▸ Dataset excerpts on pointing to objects
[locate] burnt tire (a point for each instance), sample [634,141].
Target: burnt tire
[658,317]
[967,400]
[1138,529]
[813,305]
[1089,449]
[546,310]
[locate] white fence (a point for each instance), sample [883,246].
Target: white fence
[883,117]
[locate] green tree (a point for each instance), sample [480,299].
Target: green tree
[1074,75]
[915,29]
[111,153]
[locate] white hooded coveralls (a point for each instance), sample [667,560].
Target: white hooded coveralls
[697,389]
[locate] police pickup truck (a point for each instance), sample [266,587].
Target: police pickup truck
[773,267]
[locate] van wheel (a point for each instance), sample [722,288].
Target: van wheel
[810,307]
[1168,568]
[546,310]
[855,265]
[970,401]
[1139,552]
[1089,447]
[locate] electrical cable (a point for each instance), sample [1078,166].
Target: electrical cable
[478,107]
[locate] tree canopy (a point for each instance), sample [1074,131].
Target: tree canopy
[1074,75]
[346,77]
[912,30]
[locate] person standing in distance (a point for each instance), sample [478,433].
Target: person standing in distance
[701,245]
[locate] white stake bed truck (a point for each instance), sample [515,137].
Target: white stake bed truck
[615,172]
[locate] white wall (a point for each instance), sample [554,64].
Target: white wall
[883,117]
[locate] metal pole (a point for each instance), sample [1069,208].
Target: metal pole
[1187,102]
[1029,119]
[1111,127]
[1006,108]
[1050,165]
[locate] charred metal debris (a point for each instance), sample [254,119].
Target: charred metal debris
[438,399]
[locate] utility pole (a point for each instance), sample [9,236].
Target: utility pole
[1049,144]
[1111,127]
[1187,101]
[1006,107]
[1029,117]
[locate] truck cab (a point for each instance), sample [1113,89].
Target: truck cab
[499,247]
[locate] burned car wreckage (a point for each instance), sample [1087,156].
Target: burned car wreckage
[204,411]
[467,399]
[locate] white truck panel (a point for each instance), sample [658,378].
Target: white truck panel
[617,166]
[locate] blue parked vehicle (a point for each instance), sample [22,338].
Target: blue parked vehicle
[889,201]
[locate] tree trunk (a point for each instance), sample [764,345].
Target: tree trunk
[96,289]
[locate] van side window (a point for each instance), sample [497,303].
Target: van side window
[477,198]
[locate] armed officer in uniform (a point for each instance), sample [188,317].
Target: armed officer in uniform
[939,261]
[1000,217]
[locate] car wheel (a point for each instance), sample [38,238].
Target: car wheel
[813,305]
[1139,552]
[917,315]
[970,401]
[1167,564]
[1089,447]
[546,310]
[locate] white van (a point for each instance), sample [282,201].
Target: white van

▸ Directive
Edit the lines above by replacing every "utility pole" with "power pole", leaving everything else unchanged.

▸ Worked solution
[locate] burnt tire (a point for each instance), sample [634,141].
Target: burnt tire
[658,317]
[967,400]
[1138,529]
[813,305]
[1089,449]
[546,310]
[locate] white fence (a point for each instance), sample [883,246].
Target: white fence
[883,117]
[locate] green tree (a point for each instance), sample [480,299].
Target: green tree
[1074,75]
[915,29]
[111,153]
[locate] white hooded coveralls (a point for each instance), sample [667,560].
Target: white hooded coveralls
[697,389]
[locate] police pickup truck (a point for each instance), sample [266,587].
Target: police pickup truck
[773,267]
[locate] van wheel (a point for each instance), sample [722,288].
Target: van wheel
[810,307]
[1168,568]
[546,310]
[855,265]
[970,401]
[1139,552]
[1089,447]
[locate] electrical cable (a point for each instance), sample [1078,166].
Target: electrical cable
[478,107]
[locate] tree canopy (a point for each instance), sample [1074,131].
Target: tree canopy
[1074,75]
[346,77]
[912,30]
[locate] person standing in distance (a point for each instance), sample [478,433].
Target: person standing in distance
[701,245]
[locate] white stake bed truck (a point for each instance), sample [515,137].
Target: white stake bed truck
[615,172]
[locate] white wall (a point for each instance), sample [554,64].
Target: white wall
[883,117]
[locate] metal pole (a point for each instance), sample [1069,208].
Target: metal pole
[1187,102]
[1029,119]
[1111,127]
[1006,108]
[1050,165]
[locate] charred metal debris (a point for each instance), sample [254,119].
Target: charred metal debris
[438,399]
[locate] power pole (a point for each instance), sample [9,236].
Target: power pole
[1049,144]
[1111,127]
[1187,101]
[1006,107]
[1029,117]
[locate] truck cab (a point for each instance), sample [1113,89].
Target: truck cab
[499,247]
[locate] burned car wreckage (a point for each instance), sample [1087,156].
Target: burned car wreckage
[204,411]
[467,399]
[locate] white truck panel (a point for each instance), sample [658,378].
Target: white truck panel
[617,166]
[locate] blue parked vehicle (a point for each instance), sample [22,338].
Target: blue parked vehicle
[889,201]
[locate] tree trunk (a point for each instance), sample [764,345].
Target: tree trunk
[96,289]
[locate] van side window (a point for each instance), sample [497,303].
Target: van side window
[477,198]
[locate] armed officer in uniform (a point for each instance), sample [188,317].
Target: armed officer in uniform
[939,261]
[1000,217]
[locate] car wheel (a point for each instance), sample [38,238].
Target: car wheel
[813,305]
[1139,552]
[917,315]
[970,401]
[1167,564]
[1089,447]
[546,310]
[locate] white van (a point for each instance), sample [282,201].
Target: white van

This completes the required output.